(TASK REQUIREMENTS)
Return the lines below exactly as they appear, please, starting with the first and ending with the one that contains "Could you give the outline of every instance of the white".

(Stored items)
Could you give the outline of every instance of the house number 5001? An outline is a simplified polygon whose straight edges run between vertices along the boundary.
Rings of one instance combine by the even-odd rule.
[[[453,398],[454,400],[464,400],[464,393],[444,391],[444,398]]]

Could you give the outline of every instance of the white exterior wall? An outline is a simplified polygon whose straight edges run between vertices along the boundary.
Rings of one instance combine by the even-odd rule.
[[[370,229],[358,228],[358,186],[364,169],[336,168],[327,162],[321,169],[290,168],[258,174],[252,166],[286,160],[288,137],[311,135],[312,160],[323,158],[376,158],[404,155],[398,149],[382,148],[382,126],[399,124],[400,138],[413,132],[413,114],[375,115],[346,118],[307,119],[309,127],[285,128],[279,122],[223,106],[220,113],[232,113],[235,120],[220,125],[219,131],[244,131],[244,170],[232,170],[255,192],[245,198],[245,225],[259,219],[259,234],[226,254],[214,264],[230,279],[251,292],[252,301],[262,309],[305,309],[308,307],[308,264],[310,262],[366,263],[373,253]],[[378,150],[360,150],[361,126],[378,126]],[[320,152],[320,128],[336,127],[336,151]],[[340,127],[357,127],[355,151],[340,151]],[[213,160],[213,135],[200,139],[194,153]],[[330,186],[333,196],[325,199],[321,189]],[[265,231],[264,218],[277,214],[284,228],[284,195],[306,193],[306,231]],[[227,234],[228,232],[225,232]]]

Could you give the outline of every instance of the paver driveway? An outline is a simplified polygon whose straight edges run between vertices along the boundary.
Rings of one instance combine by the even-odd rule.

(OUTPUT)
Could you give the outline of every instance of the house number 5001? An outline is a simplified polygon whose straight edges run between vertices along the boundary.
Rings of one instance combine by the even-odd rule.
[[[453,398],[454,400],[464,400],[464,393],[444,391],[444,398]]]

Could you give the outline of every instance of the white exterior wall? An outline is a simplified polygon whose straight edges run between vertices along the boundary.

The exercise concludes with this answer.